Write out all of the data without omission, exactly as shown.
Start of TASK INPUTS
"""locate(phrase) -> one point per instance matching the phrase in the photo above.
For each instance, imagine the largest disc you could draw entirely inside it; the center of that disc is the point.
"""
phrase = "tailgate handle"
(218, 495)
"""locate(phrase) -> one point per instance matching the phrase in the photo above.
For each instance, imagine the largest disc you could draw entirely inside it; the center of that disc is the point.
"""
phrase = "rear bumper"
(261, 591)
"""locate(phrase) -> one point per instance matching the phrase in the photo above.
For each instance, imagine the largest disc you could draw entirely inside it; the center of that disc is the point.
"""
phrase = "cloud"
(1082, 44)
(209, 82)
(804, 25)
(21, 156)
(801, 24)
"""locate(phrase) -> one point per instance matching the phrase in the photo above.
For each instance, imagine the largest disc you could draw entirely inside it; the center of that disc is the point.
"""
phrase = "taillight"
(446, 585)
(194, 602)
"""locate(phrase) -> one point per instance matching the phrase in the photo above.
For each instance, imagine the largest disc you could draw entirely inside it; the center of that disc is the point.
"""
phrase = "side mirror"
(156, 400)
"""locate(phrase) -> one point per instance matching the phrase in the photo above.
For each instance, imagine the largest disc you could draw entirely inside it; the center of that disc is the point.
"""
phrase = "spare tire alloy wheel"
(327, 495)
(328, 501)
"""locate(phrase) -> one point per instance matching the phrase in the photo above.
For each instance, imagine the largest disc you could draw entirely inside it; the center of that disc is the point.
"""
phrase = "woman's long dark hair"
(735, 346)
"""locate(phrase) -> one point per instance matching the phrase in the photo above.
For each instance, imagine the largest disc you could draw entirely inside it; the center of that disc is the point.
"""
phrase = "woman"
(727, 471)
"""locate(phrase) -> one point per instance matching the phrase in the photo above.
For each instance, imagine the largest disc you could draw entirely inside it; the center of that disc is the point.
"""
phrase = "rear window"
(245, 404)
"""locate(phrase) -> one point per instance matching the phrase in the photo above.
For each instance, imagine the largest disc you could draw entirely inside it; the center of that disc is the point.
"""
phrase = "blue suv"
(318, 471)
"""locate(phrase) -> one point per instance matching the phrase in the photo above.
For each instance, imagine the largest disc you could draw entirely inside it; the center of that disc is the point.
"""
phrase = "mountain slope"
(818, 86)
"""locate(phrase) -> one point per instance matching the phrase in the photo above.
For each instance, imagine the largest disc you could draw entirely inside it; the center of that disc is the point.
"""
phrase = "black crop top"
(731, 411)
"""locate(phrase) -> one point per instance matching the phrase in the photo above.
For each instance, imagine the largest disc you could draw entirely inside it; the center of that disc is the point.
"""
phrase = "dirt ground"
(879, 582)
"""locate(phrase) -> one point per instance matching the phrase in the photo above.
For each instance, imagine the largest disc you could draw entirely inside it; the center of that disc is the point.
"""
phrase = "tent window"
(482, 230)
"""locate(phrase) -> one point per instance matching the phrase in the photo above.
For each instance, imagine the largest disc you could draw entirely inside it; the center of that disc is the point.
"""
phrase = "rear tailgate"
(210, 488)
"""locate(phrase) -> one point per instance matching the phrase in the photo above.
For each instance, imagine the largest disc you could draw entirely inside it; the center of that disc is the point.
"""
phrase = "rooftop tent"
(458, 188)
End of TASK INPUTS
# OUTPUT:
"""locate(phrase) -> one point per instance matching the phrase in the photo above.
For each instance, imagine the largest disc you could draw entirely inside it; the center of that disc is the point.
"""
phrase = "tailgate handle"
(218, 495)
"""locate(phrase) -> one point per instance matching the phrase in the photo above.
For each instance, imagine the largest disc you could draw entirely inside it; the center of that disc is the point.
"""
phrase = "rear bumper"
(261, 591)
"""locate(phrase) -> one point per instance matching the phrase in the photo above.
For each instance, imagine the largest disc you could draw entirely inside it; the center of that disc is the point.
"""
phrase = "cloud"
(1082, 44)
(209, 82)
(804, 25)
(21, 156)
(801, 24)
"""locate(phrase) -> one point per instance matching the phrase in the photo above.
For each instance, imagine the largest disc you could draw entirely inside it; the center of that disc is the point.
"""
phrase = "taillight"
(446, 585)
(194, 602)
"""locate(phrase) -> one point per instance matching the phrase in the photo above.
For each instance, imagine the largest disc you could draw entirely inside it; the center of that disc is the point.
"""
phrase = "side mirror"
(156, 400)
"""locate(phrase) -> one point per instance matching the phrase in the photo above.
For each instance, imagine the largest disc you could draw entirely inside it; the center of that disc is the point.
"""
phrase = "spare tire alloy wheel"
(327, 495)
(328, 501)
"""locate(phrase) -> one point per instance matching the phrase in the photo above.
For each instance, imagine the largest disc you could draw entirely inside it; the center of that disc is the point.
"""
phrase = "woman's long dark hair"
(735, 346)
"""locate(phrase) -> one point per instance matching the phrase in the photo above.
For each instance, imagine the largest disc you could draw entirely inside it; the center of that disc is the point.
"""
phrase = "woman"
(727, 471)
"""locate(phrase) -> one point per instance matching the phrase in the photo above.
For each instance, imagine the largest disc you could draw entirely inside it; the center of that disc is the point.
"""
phrase = "rear window"
(245, 404)
"""locate(phrase) -> one point per instance matching the phrase in the photo above.
For each instance, imagine the largest disc you could draw entirely inside it; the center of that disc is the point.
"""
phrase = "blue suv"
(318, 471)
"""locate(phrase) -> one point per instance matching the phrase in the photo above.
For each instance, imagine the largest disc you could draw entirely inside it; the center of that disc is the point.
"""
phrase = "mountain slope"
(818, 86)
"""locate(phrase) -> one point per instance matching the phrase in the photo above.
For each instance, imagine the largest disc you could draw entirely inside it; the center of that disc is the point.
"""
phrase = "black crop top"
(731, 411)
"""locate(phrase) -> one point per instance matching the phrase in the photo above.
For each instance, imagine the largest disc you could draw entirely inside it; the center of that disc is the point.
"""
phrase = "dirt ground"
(879, 582)
"""locate(phrase) -> one point per instance matching the phrase in the photo above.
For each instance, imagine the largest disc you could draw entirely inside it; the center of that disc is the point.
"""
phrase = "tent window"
(482, 230)
"""locate(phrase) -> one point per instance matching the phrase in the photo above.
For each instance, imagine the largest disc you could draw entirely inside it; the center of that disc is the point.
"""
phrase = "rear tailgate"
(210, 488)
"""locate(phrase) -> one point per instance matching the phrase in the photo above.
For each instance, imagine the largest disc you could draw entirely inside it; the center of that disc is the point.
"""
phrase = "rooftop tent"
(458, 188)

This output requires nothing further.